Recorded data:
=====

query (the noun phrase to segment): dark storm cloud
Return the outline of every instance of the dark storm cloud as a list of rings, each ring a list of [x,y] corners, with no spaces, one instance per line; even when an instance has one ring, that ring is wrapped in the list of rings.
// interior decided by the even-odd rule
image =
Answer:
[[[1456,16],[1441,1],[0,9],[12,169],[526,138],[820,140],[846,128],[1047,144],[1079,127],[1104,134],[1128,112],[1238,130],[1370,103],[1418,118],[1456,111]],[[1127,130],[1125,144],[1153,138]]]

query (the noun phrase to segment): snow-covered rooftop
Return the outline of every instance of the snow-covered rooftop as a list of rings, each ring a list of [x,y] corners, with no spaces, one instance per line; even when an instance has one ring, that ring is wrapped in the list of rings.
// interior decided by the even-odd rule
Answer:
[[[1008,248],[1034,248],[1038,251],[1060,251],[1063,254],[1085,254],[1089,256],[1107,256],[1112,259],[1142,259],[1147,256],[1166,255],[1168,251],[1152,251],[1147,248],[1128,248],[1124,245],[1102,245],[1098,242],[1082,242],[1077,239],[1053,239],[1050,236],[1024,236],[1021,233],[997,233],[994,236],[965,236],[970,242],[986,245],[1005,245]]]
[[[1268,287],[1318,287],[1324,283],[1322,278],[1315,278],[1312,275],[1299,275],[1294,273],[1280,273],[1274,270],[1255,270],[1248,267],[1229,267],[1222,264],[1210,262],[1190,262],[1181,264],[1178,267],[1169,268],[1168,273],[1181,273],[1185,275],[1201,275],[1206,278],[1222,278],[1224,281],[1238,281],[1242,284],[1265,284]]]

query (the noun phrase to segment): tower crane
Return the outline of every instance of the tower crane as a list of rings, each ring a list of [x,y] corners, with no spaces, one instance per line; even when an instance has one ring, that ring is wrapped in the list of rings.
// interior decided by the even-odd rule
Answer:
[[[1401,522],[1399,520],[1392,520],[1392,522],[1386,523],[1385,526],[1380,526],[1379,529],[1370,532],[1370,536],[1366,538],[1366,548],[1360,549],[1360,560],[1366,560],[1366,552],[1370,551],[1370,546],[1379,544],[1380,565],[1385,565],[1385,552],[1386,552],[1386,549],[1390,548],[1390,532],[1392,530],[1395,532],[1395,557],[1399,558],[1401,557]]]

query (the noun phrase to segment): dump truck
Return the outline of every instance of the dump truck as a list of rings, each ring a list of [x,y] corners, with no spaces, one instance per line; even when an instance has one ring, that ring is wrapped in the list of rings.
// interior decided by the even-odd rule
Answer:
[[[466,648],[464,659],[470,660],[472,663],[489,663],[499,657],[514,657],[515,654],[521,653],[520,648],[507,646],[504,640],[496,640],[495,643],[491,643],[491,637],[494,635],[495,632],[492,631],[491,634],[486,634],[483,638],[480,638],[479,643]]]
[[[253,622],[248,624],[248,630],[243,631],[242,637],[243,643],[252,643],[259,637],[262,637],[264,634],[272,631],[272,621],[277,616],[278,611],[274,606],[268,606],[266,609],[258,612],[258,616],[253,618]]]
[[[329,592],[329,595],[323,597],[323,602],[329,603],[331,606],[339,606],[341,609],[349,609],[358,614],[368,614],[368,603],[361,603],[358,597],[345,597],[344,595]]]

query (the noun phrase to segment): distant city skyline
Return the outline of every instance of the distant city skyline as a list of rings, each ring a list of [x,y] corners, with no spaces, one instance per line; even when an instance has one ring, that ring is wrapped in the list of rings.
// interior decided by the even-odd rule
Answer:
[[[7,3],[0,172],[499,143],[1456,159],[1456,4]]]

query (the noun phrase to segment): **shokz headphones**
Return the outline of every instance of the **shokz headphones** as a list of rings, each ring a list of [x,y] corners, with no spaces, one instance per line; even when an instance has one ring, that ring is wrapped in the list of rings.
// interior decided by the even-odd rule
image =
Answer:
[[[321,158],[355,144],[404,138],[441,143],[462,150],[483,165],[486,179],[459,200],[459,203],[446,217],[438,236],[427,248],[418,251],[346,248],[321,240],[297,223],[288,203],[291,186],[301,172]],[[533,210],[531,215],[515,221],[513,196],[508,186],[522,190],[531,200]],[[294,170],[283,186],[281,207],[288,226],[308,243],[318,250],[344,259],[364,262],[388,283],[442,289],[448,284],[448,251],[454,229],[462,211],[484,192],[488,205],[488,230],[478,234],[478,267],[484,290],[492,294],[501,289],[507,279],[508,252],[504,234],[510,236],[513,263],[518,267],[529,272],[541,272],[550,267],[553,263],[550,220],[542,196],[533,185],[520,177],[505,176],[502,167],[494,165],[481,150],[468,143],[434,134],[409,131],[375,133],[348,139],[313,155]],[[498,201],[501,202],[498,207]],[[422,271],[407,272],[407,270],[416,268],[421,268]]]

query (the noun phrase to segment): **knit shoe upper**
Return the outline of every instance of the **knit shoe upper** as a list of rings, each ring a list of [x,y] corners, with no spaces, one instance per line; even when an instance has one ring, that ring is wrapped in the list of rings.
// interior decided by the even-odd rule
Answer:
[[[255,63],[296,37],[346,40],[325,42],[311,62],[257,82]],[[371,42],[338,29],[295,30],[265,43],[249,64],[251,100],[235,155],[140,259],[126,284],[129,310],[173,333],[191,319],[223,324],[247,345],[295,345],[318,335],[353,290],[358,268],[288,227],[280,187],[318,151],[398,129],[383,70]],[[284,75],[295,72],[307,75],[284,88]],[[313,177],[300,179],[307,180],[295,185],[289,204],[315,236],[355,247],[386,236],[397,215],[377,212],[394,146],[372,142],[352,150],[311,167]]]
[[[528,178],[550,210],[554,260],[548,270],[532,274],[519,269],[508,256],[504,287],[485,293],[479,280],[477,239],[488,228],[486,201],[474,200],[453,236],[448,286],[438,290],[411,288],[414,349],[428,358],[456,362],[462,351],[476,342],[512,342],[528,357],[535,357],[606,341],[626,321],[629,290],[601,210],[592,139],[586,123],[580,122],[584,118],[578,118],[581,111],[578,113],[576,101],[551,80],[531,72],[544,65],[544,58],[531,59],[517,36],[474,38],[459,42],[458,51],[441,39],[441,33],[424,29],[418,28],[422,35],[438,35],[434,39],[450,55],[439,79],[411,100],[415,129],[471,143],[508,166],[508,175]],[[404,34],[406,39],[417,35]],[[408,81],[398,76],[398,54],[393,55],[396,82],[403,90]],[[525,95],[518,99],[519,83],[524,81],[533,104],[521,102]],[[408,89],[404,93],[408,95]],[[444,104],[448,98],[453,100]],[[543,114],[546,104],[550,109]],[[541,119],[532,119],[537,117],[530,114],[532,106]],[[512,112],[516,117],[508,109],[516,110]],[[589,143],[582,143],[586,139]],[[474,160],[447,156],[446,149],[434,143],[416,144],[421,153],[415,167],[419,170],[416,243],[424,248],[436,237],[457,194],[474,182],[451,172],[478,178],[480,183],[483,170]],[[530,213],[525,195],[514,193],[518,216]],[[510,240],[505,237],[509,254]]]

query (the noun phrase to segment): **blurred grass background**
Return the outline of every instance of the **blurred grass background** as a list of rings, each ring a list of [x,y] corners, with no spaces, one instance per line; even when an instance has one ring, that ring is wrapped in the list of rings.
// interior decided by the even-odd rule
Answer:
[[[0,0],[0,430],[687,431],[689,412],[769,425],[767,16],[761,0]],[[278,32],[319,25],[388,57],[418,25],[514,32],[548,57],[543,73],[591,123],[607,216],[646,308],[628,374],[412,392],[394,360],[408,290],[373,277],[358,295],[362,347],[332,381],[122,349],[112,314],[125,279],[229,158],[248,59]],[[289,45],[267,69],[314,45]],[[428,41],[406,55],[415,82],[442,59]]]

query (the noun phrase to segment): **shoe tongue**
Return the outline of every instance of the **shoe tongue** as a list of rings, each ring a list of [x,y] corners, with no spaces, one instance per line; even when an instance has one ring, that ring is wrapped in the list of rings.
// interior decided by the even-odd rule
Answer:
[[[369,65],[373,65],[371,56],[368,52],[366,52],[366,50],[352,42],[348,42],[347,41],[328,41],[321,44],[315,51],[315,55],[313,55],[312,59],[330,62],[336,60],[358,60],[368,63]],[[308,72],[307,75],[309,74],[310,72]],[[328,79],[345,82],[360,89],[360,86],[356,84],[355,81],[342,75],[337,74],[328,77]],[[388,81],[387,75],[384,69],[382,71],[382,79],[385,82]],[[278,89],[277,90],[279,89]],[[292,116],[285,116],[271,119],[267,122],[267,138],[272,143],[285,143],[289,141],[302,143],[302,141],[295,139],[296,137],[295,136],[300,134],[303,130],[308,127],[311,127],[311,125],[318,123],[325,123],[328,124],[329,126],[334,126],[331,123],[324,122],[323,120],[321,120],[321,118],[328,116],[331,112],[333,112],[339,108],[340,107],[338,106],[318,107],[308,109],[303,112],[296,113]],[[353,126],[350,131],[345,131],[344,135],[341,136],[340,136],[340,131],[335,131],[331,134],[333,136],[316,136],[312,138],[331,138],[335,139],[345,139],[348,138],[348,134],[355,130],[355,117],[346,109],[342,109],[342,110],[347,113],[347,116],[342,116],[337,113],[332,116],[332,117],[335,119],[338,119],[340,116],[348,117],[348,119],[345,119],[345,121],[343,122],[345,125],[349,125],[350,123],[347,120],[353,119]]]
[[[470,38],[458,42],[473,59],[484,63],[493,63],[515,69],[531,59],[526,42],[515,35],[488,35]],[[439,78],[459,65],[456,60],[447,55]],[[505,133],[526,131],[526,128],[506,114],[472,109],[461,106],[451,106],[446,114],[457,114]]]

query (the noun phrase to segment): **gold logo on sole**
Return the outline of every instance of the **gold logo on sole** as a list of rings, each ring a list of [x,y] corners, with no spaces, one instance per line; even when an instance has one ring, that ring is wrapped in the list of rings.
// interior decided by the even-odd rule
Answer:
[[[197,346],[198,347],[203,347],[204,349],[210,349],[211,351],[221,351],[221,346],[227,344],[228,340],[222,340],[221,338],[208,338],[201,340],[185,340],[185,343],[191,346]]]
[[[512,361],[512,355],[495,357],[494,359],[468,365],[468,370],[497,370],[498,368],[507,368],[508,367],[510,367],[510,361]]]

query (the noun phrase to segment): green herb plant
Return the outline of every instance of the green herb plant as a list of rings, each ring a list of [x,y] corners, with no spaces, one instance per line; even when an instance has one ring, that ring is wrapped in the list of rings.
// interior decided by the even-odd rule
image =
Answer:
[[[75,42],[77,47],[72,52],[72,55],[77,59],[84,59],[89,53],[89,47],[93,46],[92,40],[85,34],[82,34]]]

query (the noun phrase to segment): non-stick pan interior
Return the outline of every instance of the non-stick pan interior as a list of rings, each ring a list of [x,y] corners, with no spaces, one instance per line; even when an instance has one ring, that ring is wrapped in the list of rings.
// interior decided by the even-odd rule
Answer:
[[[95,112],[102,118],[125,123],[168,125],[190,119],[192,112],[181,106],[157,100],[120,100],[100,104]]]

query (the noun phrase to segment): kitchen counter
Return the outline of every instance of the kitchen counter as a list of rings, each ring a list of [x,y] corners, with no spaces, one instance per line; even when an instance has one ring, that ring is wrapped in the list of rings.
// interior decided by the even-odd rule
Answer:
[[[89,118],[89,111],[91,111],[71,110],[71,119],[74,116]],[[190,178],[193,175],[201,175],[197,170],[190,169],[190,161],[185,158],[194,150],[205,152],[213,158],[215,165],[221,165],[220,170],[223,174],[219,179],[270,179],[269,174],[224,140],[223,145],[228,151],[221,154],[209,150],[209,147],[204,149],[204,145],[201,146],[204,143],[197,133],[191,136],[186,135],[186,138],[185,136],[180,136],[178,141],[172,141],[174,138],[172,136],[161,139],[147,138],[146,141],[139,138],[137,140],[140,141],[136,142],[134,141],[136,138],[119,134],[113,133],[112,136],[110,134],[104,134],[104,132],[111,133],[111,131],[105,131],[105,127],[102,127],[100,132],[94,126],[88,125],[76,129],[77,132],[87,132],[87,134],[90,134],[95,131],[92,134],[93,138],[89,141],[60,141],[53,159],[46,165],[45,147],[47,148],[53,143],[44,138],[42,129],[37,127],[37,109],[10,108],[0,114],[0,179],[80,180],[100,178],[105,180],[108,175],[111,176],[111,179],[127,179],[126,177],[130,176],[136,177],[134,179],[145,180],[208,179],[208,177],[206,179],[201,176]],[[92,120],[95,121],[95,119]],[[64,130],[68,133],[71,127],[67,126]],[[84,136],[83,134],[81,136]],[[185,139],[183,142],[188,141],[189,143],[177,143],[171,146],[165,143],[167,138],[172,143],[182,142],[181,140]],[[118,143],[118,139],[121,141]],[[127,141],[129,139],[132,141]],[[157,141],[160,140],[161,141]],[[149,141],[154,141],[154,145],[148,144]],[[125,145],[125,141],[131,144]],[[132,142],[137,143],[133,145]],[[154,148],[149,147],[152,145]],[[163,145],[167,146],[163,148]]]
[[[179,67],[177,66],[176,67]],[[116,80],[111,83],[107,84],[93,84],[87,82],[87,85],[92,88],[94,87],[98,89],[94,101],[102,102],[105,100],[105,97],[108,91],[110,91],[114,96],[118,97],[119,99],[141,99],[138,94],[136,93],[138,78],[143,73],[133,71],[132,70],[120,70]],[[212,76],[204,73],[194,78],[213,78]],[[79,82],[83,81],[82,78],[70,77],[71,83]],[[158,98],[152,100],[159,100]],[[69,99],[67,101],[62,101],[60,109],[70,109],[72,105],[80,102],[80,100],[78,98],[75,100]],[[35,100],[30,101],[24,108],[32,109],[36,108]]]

=====

Directions => Starting with the line that contains "query (the noun phrase to segment): kitchen", print each line through the last one in the listing. Include both end lines and add nothing.

Answer to this exercise =>
query (the noun phrase to segment): kitchen counter
Return the outline of every instance of the kitchen counter as a list of rings, each ring a list of [x,y] corners, with no spaces, one instance per line; even when an instance has one ring, that ring is wrapped in the list of rings.
// interior decided by the even-odd rule
Answer:
[[[89,118],[89,111],[91,111],[71,110],[71,119],[74,116]],[[190,178],[193,175],[201,175],[197,170],[190,169],[190,161],[185,158],[194,150],[205,152],[213,158],[215,165],[221,165],[220,170],[223,174],[219,179],[270,179],[269,174],[224,140],[223,145],[228,151],[221,154],[209,150],[209,147],[204,149],[204,145],[201,146],[204,143],[197,133],[191,136],[186,135],[186,138],[185,136],[180,136],[178,141],[172,141],[174,138],[172,136],[161,139],[147,138],[146,141],[139,138],[137,140],[140,141],[136,142],[134,141],[136,138],[119,134],[113,133],[112,136],[110,134],[104,134],[104,132],[111,133],[111,131],[105,131],[105,127],[102,127],[100,132],[94,126],[88,125],[76,129],[77,132],[87,132],[87,134],[90,134],[95,131],[92,134],[93,138],[89,141],[60,141],[53,159],[46,165],[45,147],[47,148],[53,143],[44,138],[42,129],[37,127],[37,109],[10,108],[0,114],[0,179],[80,180],[100,178],[105,180],[108,175],[111,176],[111,179],[127,179],[126,177],[130,176],[136,177],[134,179],[145,180],[208,179],[208,177],[206,179],[201,176]],[[92,120],[95,121],[95,119]],[[64,130],[68,133],[71,127],[67,126]],[[84,136],[83,134],[81,136]],[[185,139],[183,142],[188,141],[189,143],[177,143],[171,146],[165,143],[167,138],[172,143],[182,142],[181,140]],[[118,143],[118,139],[121,141]],[[127,141],[129,139],[132,141]],[[157,141],[160,140],[161,141]],[[149,141],[154,141],[154,145],[148,144]],[[125,145],[125,141],[131,144]],[[132,142],[137,143],[133,145]],[[154,148],[149,147],[152,145]],[[163,145],[167,146],[163,148]]]
[[[179,67],[177,66],[176,67]],[[116,80],[111,83],[107,84],[93,84],[87,82],[87,85],[92,88],[94,87],[98,89],[94,101],[102,102],[105,100],[105,97],[108,91],[110,91],[114,96],[118,97],[119,99],[141,99],[138,94],[136,93],[138,78],[143,73],[133,71],[132,70],[120,70]],[[212,76],[204,73],[194,78],[213,78]],[[79,82],[83,81],[82,78],[70,77],[71,83]],[[158,98],[152,100],[159,100]],[[69,99],[67,101],[62,101],[60,109],[70,109],[72,105],[80,102],[80,100],[78,98],[75,100]],[[35,100],[30,101],[24,108],[32,109],[36,108]]]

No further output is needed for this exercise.